▸ GOAL 1: Identify every line of the rows below that contains the string "shorts", and copy each such line.

▸ PROVIDED TEXT:
====================

Johnson, in ch. 1, becomes concerned with the confusion of natural theology with natural revelation, which is not altogether unwarranted. But here he makes a mistake fatal to his own credibility by launching a volley of indemonstrable accusations against other theologians. He even names R. C. Sproul among those who confuse natural theology with natural revelation, “R. C. Sproul made this mistake when he attempted to justify Aquinas’s natural theology by appealing to verses in the Bible that affirm natural revelation.” This is the most embarrassing instance, because in the very same book sourced by Johnson, Sproul, in point of fact, makes a very careful distinction between natural theology on the one hand and general/natural revelation on the other:

“Natural theology” is discourse about God informed by our knowledge of nature. It is a knowledge of God gained through an understanding of the external world, in addition to and distinct from the knowledge of God available to us in the Holy Scriptures. Natural theology traditionally has been based on what theologians call general revelation. General revelation is God’s self-disclosure in his created universe. This revelation is an objective act of God that does not rely on our perception of it in order to be true. Natural theology is the human response to general revelation. Natural theology is a human act, a way for us to understand God’s revelation of himself in creation. General revelation is what God does; natural theology is what we do with that revelation.

====================

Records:
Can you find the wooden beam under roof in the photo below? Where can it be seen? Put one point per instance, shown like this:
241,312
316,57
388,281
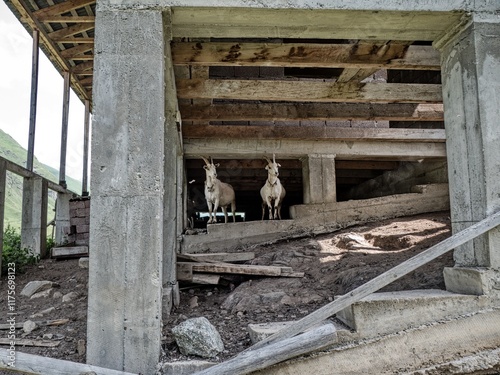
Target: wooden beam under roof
307,91
313,132
259,111
61,8
301,55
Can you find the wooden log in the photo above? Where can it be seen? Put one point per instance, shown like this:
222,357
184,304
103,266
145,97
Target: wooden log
253,360
219,257
30,342
384,279
37,365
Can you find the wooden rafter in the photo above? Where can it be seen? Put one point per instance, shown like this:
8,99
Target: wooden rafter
309,91
301,55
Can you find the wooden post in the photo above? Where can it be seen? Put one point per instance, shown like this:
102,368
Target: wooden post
64,129
34,91
382,280
86,127
3,180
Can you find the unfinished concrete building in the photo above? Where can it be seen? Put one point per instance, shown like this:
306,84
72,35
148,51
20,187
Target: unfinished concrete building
373,110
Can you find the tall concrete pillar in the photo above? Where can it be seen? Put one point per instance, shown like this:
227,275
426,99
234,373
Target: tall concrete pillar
62,218
127,184
34,215
471,94
319,179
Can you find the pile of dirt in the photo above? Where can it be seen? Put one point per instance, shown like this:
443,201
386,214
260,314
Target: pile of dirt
333,264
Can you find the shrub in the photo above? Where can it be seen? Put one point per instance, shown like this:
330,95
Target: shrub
13,253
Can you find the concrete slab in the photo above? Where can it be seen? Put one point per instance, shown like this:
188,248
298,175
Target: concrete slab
395,311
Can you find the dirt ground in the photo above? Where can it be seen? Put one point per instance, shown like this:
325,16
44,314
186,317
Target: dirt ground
333,264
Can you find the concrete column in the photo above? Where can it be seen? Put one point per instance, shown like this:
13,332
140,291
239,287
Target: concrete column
34,216
62,218
127,184
319,179
471,94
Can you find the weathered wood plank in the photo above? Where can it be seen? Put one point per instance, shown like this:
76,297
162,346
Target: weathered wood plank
314,132
308,91
253,360
220,257
384,279
38,365
302,55
313,111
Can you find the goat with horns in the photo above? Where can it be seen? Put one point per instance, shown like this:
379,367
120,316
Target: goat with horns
272,192
217,193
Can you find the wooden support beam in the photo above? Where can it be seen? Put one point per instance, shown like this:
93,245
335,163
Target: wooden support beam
382,280
303,55
294,91
314,132
33,364
313,111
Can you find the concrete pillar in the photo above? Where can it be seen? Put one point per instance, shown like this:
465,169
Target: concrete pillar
62,218
127,184
34,216
319,179
471,94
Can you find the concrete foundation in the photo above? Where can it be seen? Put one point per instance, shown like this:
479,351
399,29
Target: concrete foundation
34,216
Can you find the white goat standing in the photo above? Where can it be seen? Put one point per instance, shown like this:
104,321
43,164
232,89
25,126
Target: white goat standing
272,192
217,193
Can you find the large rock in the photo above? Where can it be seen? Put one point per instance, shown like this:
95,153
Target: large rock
36,286
197,336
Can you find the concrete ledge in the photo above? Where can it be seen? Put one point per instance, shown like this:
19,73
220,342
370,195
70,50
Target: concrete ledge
404,352
391,312
317,219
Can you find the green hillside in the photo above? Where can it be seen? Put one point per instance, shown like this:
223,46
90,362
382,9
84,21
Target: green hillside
11,150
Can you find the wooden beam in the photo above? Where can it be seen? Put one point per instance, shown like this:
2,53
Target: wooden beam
294,148
313,111
254,360
49,18
61,8
313,132
71,30
308,91
384,279
301,55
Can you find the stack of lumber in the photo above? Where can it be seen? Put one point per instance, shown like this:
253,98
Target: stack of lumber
208,268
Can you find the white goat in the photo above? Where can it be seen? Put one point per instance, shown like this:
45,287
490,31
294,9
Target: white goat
272,192
217,193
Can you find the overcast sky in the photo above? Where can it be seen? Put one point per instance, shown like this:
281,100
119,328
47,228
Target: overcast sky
15,85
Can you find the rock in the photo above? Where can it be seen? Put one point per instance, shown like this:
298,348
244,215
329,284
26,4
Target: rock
43,294
83,262
36,286
29,326
69,297
197,336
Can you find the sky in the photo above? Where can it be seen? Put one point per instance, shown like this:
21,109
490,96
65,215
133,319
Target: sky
15,88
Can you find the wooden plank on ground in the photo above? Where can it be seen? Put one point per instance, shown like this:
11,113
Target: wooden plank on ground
382,280
38,365
69,251
220,257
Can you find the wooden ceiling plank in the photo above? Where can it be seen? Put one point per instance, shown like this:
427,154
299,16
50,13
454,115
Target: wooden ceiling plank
313,111
314,132
61,8
307,91
298,54
71,30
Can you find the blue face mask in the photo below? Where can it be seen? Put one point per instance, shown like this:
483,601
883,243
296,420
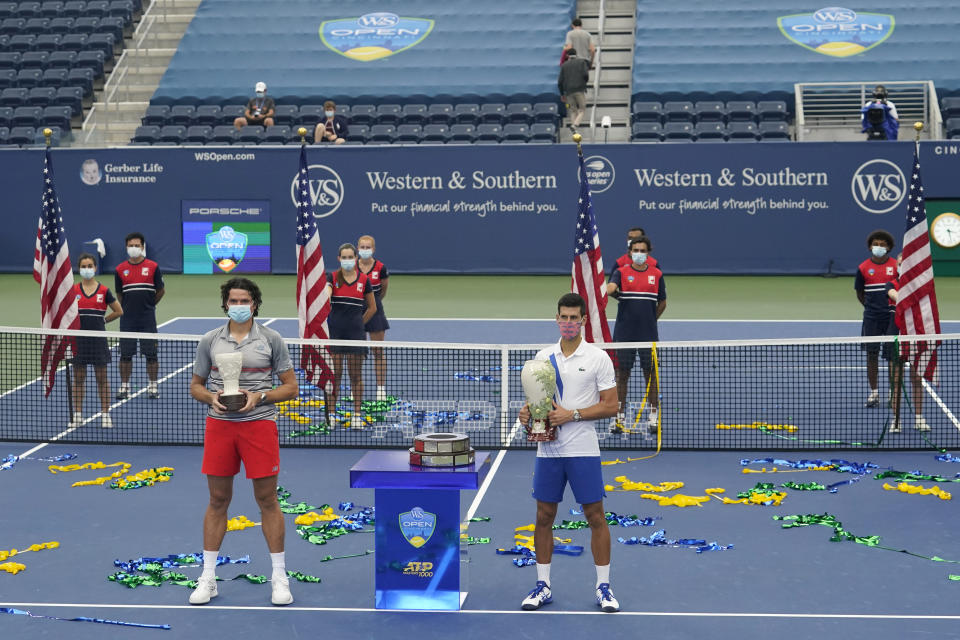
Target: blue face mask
239,312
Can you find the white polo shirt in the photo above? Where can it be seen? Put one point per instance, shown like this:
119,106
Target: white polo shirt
580,379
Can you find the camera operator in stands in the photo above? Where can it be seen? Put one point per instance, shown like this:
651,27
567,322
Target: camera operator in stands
260,109
879,116
333,128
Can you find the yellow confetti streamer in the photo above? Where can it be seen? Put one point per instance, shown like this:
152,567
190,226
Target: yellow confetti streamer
790,428
906,487
238,523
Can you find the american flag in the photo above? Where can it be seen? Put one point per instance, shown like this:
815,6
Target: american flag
53,270
313,301
917,312
588,278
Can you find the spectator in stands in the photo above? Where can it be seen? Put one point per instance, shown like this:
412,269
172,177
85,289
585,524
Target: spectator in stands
247,435
334,128
93,300
139,286
572,83
581,41
260,109
879,116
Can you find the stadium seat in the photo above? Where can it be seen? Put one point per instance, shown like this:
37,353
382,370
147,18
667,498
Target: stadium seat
409,133
774,131
51,9
286,114
10,60
492,112
36,25
172,133
146,133
365,114
772,111
463,132
357,133
48,42
23,42
646,131
546,112
519,113
61,60
71,96
710,129
29,78
223,134
435,133
13,97
546,131
181,114
389,114
207,114
230,112
739,130
741,111
250,134
440,113
382,134
156,114
72,9
673,130
489,131
414,114
57,117
277,134
42,96
466,113
516,132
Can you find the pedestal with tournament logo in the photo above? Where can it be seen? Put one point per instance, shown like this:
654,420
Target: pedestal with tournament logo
419,561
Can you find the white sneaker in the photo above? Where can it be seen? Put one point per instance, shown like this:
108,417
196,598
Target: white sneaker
540,596
206,589
605,599
281,591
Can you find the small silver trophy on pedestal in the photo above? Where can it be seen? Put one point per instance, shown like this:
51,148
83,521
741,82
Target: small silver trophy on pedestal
230,365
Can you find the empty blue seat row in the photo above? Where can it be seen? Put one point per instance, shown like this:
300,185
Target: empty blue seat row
710,111
716,131
378,134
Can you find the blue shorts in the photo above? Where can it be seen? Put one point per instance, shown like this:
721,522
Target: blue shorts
550,477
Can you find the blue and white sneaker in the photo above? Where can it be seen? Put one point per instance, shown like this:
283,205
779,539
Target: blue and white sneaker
540,596
605,599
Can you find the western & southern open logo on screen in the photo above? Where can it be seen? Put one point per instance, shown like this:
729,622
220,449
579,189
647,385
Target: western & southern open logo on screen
417,526
374,35
226,248
837,31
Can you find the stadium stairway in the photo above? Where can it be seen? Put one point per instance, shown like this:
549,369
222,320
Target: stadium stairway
126,95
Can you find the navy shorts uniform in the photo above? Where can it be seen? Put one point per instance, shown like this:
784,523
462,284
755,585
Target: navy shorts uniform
346,312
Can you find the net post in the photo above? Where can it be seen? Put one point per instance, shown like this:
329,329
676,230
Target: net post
505,396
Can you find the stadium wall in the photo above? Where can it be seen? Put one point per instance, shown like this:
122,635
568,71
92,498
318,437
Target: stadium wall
750,208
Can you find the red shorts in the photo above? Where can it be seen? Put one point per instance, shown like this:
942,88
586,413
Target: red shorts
226,443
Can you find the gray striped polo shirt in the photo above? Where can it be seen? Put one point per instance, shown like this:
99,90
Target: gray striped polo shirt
264,354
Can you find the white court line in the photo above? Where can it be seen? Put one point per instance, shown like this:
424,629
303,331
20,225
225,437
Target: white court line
669,614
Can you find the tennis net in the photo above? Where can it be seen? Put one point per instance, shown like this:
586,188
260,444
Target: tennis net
740,395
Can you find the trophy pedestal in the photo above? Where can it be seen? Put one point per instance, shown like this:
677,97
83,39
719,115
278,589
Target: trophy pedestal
420,561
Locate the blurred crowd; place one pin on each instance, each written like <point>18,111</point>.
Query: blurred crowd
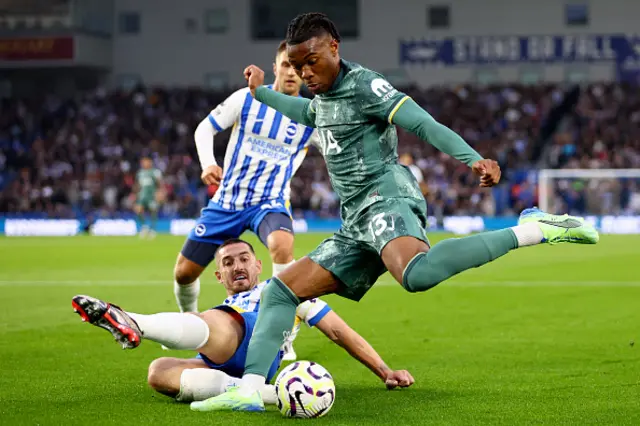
<point>78,157</point>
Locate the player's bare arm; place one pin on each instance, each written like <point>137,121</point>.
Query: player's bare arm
<point>336,329</point>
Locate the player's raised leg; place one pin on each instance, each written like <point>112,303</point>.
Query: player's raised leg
<point>213,333</point>
<point>192,260</point>
<point>419,268</point>
<point>276,232</point>
<point>172,329</point>
<point>305,279</point>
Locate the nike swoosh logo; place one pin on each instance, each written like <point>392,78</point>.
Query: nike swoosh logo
<point>567,223</point>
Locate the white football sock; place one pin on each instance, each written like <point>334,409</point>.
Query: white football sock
<point>173,329</point>
<point>187,295</point>
<point>251,383</point>
<point>269,395</point>
<point>279,267</point>
<point>528,234</point>
<point>198,384</point>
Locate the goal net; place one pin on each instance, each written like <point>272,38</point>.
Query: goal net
<point>610,198</point>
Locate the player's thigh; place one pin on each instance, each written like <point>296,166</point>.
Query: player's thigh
<point>226,333</point>
<point>399,234</point>
<point>276,232</point>
<point>307,279</point>
<point>164,373</point>
<point>354,265</point>
<point>194,257</point>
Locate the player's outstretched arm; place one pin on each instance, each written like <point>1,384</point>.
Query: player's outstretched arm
<point>297,109</point>
<point>410,116</point>
<point>339,332</point>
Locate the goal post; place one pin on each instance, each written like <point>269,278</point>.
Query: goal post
<point>547,179</point>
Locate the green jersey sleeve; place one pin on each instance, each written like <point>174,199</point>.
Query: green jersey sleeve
<point>377,97</point>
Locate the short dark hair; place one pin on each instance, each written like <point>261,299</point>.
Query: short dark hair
<point>309,25</point>
<point>231,241</point>
<point>282,47</point>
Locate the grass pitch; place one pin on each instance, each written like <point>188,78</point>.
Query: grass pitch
<point>544,335</point>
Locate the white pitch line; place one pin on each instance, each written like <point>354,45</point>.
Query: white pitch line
<point>116,283</point>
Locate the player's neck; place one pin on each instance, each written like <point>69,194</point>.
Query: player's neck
<point>276,87</point>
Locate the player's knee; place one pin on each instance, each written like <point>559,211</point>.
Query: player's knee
<point>157,376</point>
<point>183,274</point>
<point>281,247</point>
<point>421,276</point>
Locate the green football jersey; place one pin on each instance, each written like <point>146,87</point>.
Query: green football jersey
<point>358,141</point>
<point>148,180</point>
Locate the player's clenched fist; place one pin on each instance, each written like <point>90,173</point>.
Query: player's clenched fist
<point>399,378</point>
<point>255,77</point>
<point>212,175</point>
<point>489,172</point>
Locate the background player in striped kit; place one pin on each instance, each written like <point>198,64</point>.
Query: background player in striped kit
<point>264,151</point>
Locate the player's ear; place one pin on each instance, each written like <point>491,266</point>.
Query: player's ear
<point>333,46</point>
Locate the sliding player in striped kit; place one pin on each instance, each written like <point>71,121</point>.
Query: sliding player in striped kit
<point>265,150</point>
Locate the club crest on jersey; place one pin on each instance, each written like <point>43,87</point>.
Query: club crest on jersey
<point>273,204</point>
<point>382,88</point>
<point>200,230</point>
<point>292,130</point>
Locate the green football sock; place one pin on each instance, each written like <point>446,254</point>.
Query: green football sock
<point>275,318</point>
<point>154,219</point>
<point>450,257</point>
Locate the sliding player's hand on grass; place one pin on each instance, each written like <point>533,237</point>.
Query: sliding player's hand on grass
<point>489,172</point>
<point>212,175</point>
<point>399,378</point>
<point>255,77</point>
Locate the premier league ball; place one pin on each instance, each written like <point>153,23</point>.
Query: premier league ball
<point>305,389</point>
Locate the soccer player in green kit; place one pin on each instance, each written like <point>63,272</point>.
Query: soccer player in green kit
<point>383,212</point>
<point>148,180</point>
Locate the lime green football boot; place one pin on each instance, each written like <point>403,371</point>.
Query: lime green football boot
<point>561,228</point>
<point>231,400</point>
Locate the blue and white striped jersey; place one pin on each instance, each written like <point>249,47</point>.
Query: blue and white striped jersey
<point>264,151</point>
<point>310,311</point>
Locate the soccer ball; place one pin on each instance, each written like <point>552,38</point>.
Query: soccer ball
<point>305,389</point>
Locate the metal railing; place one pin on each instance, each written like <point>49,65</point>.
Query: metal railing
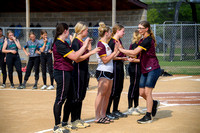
<point>175,43</point>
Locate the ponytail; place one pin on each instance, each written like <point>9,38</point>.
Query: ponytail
<point>42,32</point>
<point>153,37</point>
<point>136,36</point>
<point>115,28</point>
<point>60,28</point>
<point>79,28</point>
<point>146,24</point>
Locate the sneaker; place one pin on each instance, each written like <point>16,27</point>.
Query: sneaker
<point>77,124</point>
<point>43,87</point>
<point>51,87</point>
<point>35,86</point>
<point>3,86</point>
<point>144,120</point>
<point>132,111</point>
<point>68,126</point>
<point>140,110</point>
<point>156,103</point>
<point>85,123</point>
<point>12,86</point>
<point>59,129</point>
<point>24,86</point>
<point>112,116</point>
<point>20,87</point>
<point>119,114</point>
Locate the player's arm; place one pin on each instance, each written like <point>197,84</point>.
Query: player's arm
<point>4,50</point>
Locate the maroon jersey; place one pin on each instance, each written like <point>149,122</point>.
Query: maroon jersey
<point>61,50</point>
<point>112,46</point>
<point>148,59</point>
<point>76,45</point>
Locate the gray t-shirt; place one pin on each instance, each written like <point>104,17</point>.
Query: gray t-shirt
<point>32,47</point>
<point>48,44</point>
<point>11,45</point>
<point>1,42</point>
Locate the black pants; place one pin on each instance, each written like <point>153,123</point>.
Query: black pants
<point>33,61</point>
<point>133,93</point>
<point>81,81</point>
<point>46,62</point>
<point>64,86</point>
<point>14,60</point>
<point>118,81</point>
<point>3,67</point>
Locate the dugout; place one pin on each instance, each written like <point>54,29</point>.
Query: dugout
<point>49,13</point>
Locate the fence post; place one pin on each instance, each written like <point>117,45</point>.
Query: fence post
<point>164,50</point>
<point>196,45</point>
<point>154,29</point>
<point>181,58</point>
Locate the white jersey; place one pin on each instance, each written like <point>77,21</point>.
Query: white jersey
<point>105,51</point>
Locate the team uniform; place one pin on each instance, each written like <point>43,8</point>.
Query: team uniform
<point>118,71</point>
<point>34,60</point>
<point>134,73</point>
<point>2,62</point>
<point>104,70</point>
<point>149,63</point>
<point>46,59</point>
<point>63,76</point>
<point>13,60</point>
<point>80,79</point>
<point>150,71</point>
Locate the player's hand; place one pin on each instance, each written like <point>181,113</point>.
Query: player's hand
<point>28,54</point>
<point>45,40</point>
<point>13,51</point>
<point>14,38</point>
<point>96,50</point>
<point>50,51</point>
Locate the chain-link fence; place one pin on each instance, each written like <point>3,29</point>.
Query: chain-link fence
<point>177,45</point>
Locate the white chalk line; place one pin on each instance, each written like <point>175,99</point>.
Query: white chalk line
<point>175,78</point>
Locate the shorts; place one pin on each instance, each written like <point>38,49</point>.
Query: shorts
<point>104,74</point>
<point>149,79</point>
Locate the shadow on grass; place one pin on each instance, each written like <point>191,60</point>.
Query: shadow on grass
<point>163,114</point>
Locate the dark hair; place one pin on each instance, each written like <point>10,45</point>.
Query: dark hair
<point>42,32</point>
<point>115,28</point>
<point>60,28</point>
<point>31,33</point>
<point>146,24</point>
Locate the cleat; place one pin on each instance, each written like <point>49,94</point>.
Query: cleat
<point>43,87</point>
<point>144,120</point>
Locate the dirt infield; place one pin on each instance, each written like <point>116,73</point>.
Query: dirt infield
<point>31,111</point>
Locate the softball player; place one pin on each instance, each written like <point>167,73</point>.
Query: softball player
<point>34,59</point>
<point>150,68</point>
<point>104,74</point>
<point>118,65</point>
<point>80,75</point>
<point>63,56</point>
<point>46,58</point>
<point>10,47</point>
<point>2,59</point>
<point>134,73</point>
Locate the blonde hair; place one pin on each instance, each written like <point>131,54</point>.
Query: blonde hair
<point>103,29</point>
<point>79,28</point>
<point>146,24</point>
<point>9,31</point>
<point>42,32</point>
<point>115,28</point>
<point>136,36</point>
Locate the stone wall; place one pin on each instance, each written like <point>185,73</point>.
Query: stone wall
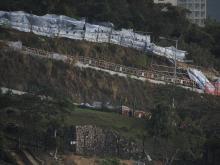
<point>91,140</point>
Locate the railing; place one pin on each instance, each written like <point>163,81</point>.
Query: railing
<point>114,67</point>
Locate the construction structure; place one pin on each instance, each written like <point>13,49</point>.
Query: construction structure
<point>197,8</point>
<point>63,26</point>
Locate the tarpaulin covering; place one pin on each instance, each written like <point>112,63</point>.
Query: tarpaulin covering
<point>201,80</point>
<point>62,26</point>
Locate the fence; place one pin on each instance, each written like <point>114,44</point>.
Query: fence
<point>62,26</point>
<point>113,67</point>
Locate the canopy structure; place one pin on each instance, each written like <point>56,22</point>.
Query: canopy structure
<point>52,25</point>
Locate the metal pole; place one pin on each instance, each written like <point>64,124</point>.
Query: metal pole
<point>175,62</point>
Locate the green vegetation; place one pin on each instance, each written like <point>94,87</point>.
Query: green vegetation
<point>188,132</point>
<point>201,43</point>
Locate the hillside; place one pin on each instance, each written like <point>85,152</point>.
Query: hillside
<point>201,43</point>
<point>184,125</point>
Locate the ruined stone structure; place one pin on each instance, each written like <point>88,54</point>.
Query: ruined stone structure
<point>91,140</point>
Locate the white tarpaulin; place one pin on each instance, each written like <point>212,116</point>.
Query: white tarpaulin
<point>62,26</point>
<point>201,80</point>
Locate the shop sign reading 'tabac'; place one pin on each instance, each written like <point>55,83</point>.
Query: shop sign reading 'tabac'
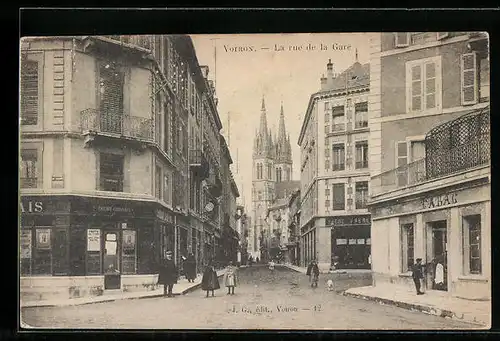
<point>348,220</point>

====================

▸ GOAL 2: In the passage on natural theology, what does Sproul say natural theology has traditionally been based on?

▸ WORKED SOLUTION 1:
Can you find the blue shorts in the photo above? Where can it be seen? Put one point per instance, shown like this:
Target: blue shorts
Can you find the navy shorts uniform in the photo above? Where can it be seen? Put one point per instance, shown like this:
Target: navy shorts uniform
Can you find the red shorts in the photo above? Where can it be seen? Put one point per instance, shown like this:
Target: red shorts
Locate the shorts; place one pin on each instance, each written like <point>38,49</point>.
Query: shorts

▸ WORKED SOLUTION 2: General revelation.